Entries taken from a collection:
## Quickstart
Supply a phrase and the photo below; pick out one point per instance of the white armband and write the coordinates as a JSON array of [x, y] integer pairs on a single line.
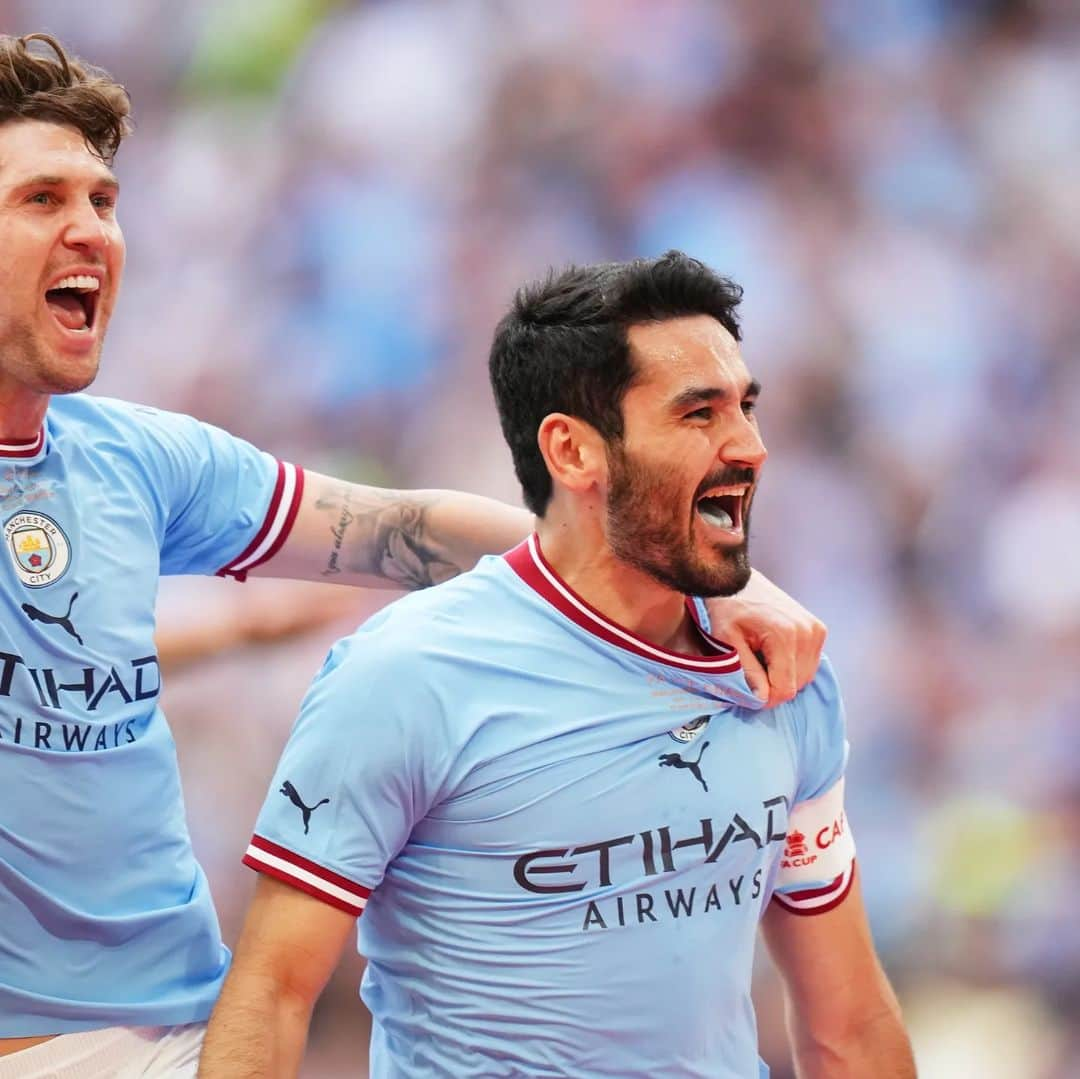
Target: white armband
[[818, 863]]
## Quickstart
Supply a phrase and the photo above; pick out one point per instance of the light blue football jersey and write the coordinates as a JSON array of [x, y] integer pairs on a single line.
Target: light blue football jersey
[[561, 837], [105, 916]]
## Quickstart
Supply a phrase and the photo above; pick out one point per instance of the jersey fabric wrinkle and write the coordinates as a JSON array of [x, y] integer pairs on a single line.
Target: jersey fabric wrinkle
[[106, 916], [562, 839]]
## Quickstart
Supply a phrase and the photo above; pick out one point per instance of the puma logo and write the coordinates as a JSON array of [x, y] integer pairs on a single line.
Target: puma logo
[[64, 621], [674, 760], [289, 792]]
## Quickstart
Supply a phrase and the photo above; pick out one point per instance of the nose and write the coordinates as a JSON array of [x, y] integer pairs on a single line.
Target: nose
[[745, 445]]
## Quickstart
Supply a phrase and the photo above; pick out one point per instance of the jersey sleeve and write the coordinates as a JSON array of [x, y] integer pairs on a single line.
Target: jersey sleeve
[[227, 506], [360, 769], [818, 863]]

#### [TASK]
Retype all of the items above word for word, but leave the pictures out.

#### [THE ANSWER]
## Quickstart
Supply a phrase and the photo below; pick out one point per instance of the white armband and write the coordinates as a JSON array of [x, y] integer pairs on a single line.
Target: white armband
[[818, 863]]
## Quickstart
Supply a phrase and the photo above; pick out one point per instance of the light blue football jersey and write the coordinates as a JSON array of [x, y] integer pairs on a single line.
Target: light blue football jersey
[[561, 837], [105, 916]]
## Quickstart
Supply a phrase and the photo above; pick out one point per instance of the jersey fabric wrinkle and write the coordinates as a JSON array of [x, y] integer pairs on a single line.
Target: jersey fabric wrinkle
[[106, 916], [562, 839]]
## Quickstart
Supply a phrase and the photo above; pick out one point per instance of the puma logo and write the coordinates as a JSON array of [x, y] integer pairs on a single line.
Target: puma logo
[[64, 621], [674, 760], [289, 792]]
## Quickstart
Supply a phrase and the photo above; pick out one point per instance of the nose and write the coordinates as a JSON array of [x, y] integer pairs on a single line.
Target: nose
[[745, 445]]
## Quickstart
Supply a phrase and the photo above; pick out one point per instance of the jersey sleeve and write the coordinates as a JSON array of [x, y] integer pairs on a single line.
Target: jersey sleeve
[[227, 506], [360, 769], [818, 863]]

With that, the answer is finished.